ABOUT THIS EXERCISE: Could you write out, word for word, each line from the one containing "Objective — one dot on each instance of the utility" to the last line of the data below, both included and nothing more?

Dataset entries

····················

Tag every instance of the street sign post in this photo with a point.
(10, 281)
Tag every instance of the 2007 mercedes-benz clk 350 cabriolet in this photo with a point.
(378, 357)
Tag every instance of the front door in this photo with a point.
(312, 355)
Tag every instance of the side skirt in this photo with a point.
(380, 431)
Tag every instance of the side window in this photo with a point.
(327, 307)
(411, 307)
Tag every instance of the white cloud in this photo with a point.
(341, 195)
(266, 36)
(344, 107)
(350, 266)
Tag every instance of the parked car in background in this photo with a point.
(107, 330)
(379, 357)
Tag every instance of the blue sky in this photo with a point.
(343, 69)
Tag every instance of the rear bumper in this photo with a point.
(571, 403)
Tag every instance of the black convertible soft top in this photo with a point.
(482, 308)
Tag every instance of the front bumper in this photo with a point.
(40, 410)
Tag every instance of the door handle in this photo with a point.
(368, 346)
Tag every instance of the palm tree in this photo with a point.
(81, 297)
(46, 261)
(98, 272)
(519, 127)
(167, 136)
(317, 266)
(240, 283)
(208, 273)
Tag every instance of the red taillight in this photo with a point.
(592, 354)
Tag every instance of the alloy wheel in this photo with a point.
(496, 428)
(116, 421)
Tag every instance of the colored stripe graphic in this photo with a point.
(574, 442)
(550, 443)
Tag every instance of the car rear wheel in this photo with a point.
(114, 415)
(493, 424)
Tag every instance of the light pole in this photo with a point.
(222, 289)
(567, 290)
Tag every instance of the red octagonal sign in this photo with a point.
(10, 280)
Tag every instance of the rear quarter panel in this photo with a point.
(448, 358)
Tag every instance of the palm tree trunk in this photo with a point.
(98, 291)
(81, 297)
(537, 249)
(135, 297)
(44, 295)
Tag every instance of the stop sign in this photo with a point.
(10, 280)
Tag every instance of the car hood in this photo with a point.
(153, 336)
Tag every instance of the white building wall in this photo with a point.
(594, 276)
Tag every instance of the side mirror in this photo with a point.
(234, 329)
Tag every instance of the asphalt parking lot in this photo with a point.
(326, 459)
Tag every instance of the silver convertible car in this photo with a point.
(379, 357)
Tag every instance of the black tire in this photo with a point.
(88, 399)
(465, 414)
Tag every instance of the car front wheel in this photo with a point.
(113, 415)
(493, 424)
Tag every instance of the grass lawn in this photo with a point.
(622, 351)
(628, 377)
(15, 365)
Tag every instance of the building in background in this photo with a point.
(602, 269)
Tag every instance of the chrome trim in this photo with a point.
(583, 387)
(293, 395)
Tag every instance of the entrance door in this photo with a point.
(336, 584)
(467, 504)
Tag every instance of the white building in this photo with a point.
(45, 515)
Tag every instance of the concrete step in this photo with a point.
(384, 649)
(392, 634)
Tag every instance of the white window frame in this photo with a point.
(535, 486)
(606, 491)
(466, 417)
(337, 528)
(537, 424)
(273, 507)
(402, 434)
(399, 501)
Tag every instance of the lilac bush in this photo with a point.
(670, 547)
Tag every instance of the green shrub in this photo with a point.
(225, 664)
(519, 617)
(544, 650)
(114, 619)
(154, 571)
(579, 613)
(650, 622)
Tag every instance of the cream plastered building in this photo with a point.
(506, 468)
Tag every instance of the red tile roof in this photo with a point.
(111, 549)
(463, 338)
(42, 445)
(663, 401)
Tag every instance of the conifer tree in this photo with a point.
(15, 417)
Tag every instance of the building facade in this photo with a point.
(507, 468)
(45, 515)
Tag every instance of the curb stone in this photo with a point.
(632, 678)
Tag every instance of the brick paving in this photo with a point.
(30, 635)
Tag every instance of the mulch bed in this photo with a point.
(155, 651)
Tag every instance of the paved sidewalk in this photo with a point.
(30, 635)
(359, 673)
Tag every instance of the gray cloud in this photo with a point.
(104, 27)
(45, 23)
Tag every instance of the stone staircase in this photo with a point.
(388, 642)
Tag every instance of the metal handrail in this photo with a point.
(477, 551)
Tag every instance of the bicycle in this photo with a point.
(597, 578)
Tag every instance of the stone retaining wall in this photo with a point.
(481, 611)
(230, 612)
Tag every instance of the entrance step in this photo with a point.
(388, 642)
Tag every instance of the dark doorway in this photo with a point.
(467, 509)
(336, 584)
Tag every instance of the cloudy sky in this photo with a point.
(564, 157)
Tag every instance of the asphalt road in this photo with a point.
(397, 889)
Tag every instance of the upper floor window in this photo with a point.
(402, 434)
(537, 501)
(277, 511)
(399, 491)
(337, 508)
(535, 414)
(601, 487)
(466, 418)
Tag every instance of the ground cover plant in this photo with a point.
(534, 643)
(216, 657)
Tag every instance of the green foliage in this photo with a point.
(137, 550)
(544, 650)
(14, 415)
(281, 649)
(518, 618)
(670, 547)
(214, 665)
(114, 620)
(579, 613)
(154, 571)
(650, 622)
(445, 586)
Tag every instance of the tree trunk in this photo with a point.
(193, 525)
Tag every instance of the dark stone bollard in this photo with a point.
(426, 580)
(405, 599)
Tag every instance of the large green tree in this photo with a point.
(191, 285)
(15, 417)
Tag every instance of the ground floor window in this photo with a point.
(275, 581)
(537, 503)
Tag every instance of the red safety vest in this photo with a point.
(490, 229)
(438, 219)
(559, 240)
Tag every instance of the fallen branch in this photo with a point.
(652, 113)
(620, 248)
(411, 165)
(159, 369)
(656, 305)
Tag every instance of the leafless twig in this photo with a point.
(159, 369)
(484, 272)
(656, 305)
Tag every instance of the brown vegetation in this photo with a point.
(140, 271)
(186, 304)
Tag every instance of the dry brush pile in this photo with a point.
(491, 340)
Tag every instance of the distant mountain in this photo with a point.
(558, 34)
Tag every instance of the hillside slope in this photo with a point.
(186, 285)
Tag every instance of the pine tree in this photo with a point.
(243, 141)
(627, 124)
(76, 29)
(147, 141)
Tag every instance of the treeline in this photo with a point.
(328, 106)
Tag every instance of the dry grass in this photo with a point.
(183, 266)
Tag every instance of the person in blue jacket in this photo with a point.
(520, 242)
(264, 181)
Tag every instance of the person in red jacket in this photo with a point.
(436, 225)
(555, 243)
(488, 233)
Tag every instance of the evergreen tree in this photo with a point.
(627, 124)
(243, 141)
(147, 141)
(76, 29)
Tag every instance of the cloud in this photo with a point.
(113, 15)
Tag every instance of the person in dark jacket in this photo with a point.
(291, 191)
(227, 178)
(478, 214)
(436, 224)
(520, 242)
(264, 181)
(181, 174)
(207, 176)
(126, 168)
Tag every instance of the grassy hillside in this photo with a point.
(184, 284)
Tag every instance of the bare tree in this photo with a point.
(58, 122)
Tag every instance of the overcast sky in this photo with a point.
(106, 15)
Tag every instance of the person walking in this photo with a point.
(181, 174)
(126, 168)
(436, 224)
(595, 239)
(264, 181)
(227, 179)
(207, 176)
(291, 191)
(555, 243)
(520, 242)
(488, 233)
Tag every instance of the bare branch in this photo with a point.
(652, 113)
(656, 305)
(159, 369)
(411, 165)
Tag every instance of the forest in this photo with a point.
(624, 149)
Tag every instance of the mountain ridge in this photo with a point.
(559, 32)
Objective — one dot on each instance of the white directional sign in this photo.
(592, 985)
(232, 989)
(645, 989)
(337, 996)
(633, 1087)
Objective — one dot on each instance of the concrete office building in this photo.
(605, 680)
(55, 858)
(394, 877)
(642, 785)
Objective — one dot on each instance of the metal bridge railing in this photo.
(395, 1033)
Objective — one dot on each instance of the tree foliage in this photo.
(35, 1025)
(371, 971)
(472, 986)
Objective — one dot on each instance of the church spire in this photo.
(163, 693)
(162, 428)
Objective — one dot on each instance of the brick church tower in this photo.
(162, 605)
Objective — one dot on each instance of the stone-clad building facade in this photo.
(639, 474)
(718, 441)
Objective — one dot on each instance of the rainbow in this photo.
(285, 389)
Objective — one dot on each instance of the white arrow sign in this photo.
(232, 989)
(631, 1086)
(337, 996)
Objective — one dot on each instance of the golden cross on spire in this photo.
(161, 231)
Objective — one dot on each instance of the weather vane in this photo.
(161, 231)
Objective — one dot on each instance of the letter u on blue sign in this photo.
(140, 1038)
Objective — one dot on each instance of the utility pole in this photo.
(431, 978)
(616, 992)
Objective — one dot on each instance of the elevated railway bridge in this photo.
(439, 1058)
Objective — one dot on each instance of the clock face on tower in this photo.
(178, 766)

····················

REPLY:
Objective — one dot on each instance of the utility pole in this photo.
(431, 978)
(616, 992)
Objective — one dot on each instance of the elevated railway bridge in this photo.
(439, 1058)
Objective — one dot on each instance of the clock face on tower in this photo.
(178, 766)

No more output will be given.